(Passage provided)
★ ★ ★ ★ ★ ★ ★

Practice Essentials
Prostate cancer represents the second most common cancer in men worldwide and the fifth most common cause of cancer death in men; in the United States, it is the most common cancer in men and the second most common cause of cancer deaths in men.
Acinar adenocarcinoma of the prostate comprises 90-95% of prostate cancers diagnosed.
Ductal carcinoma and neuroendocrine carcinoma account for the majority of additional cases. The 2016 World Health Organization classification provides a comprehensive listing of prostate tumors, including acinar adenocarcinoma subtypes.
In this article, the term prostate cancer refers to prostatic acinar adenocarcinoma.
The image below depicts the anatomic associations of the male urinary tract. The prostate lies between the bladder and the urogenital diaphragm. Owing to its anatomic location, the prostate may be palpable transrectally and accessed for biopsy via either the rectum or the perineum. For a more detailed description of prostate biopsy, see Workup/Prostate Biopsy.
Prostate cancer. This diagram depicts the relevant anatomy of the male pelvis and genitourinary tract.

★ ★ ★ ★ ★ ★ ★

(Dataset section)
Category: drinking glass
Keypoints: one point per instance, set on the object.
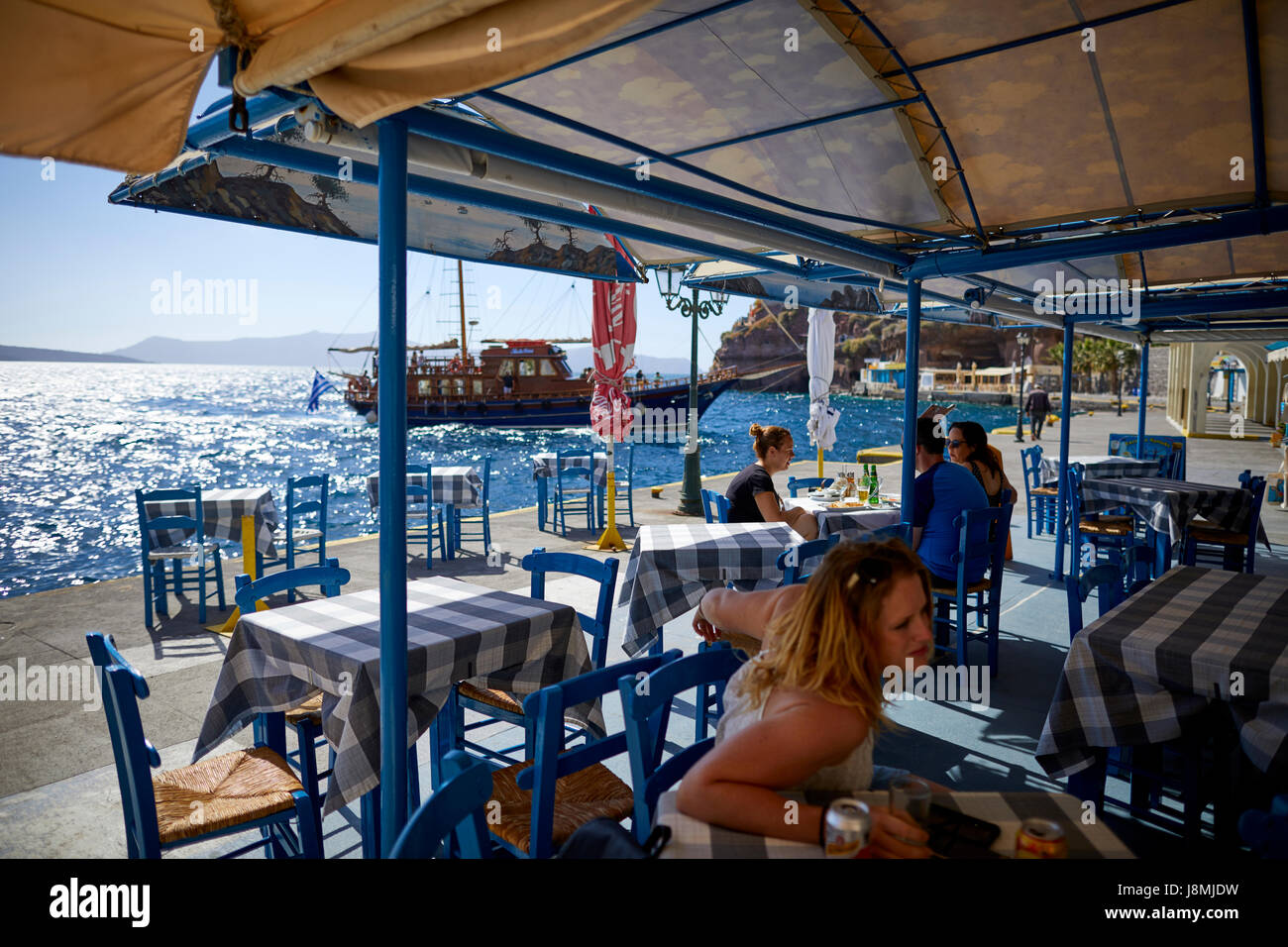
(912, 795)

★ ★ ★ ★ ★ ★ ★

(Task instructions)
1. Answer these questions from the prostate cancer passage:
(a) What percentage of diagnosed prostate cancers are acinar adenocarcinoma?
(b) Between which two structures does the prostate lie?
(c) Through which two routes can the prostate be accessed for biopsy?
2. Rewrite part of the prostate cancer passage with "bladder" replaced by "urinary bladder". Begin at the words "Acinar adenocarcinoma of" and stop after "and genitourinary tract.".
3. List every type of prostate carcinoma named in the prostate cancer passage.
Use only the prostate cancer passage to respond.

(Exercise responses)
1.
(a) 90-95%
(b) The bladder and the urogenital diaphragm
(c) The rectum or the perineum

2.
Acinar adenocarcinoma of the prostate comprises 90-95% of prostate cancers diagnosed.
Ductal carcinoma and neuroendocrine carcinoma account for the majority of additional cases. The 2016 World Health Organization classification provides a comprehensive listing of prostate tumors, including acinar adenocarcinoma subtypes.
In this article, the term prostate cancer refers to prostatic acinar adenocarcinoma.
The image below depicts the anatomic associations of the male urinary tract. The prostate lies between the urinary bladder and the urogenital diaphragm. Owing to its anatomic location, the prostate may be palpable transrectally and accessed for biopsy via either the rectum or the perineum. For a more detailed description of prostate biopsy, see Workup/Prostate Biopsy.
Prostate cancer. This diagram depicts the relevant anatomy of the male pelvis and genitourinary tract.

3.
- Acinar adenocarcinoma
- Ductal carcinoma
- Neuroendocrine carcinoma